═══ RECORDS PROVIDED

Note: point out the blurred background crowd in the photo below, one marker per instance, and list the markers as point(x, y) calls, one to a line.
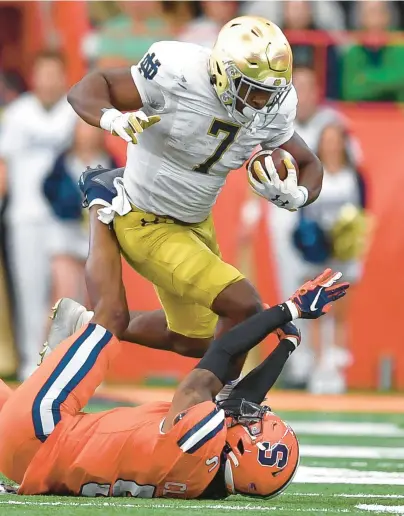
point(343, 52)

══════
═══ RECORDS PROVIDED

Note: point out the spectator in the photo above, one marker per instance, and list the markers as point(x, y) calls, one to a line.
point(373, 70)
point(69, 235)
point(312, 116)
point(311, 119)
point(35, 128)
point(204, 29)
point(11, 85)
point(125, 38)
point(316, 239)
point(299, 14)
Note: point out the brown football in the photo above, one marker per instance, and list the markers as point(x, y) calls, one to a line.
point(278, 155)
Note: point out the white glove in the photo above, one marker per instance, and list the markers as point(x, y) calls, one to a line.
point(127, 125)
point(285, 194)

══════
═══ RECORDS PROVIDED

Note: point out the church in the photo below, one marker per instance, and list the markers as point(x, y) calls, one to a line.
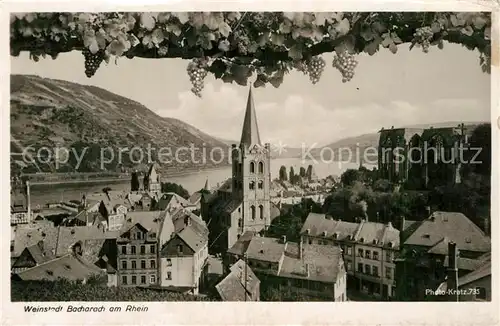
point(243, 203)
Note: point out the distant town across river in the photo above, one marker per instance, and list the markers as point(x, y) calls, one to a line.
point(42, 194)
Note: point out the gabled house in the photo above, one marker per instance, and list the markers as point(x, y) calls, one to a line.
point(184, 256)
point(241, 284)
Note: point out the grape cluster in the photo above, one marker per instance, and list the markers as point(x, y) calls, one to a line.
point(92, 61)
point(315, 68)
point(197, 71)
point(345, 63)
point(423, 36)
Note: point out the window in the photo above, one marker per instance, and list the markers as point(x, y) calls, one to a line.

══════

> TO BE DONE: Quote the stretch of lines from the one containing "Note: point out the blurred" through the one containing "point(343, 52)", both ends included, word for word. Leave the pictures out of your answer.

> CORRECT RESULT:
Note: point out the blurred background crowd in the photo below, one marker per instance, and list the markers as point(x, y) calls, one to a line.
point(343, 52)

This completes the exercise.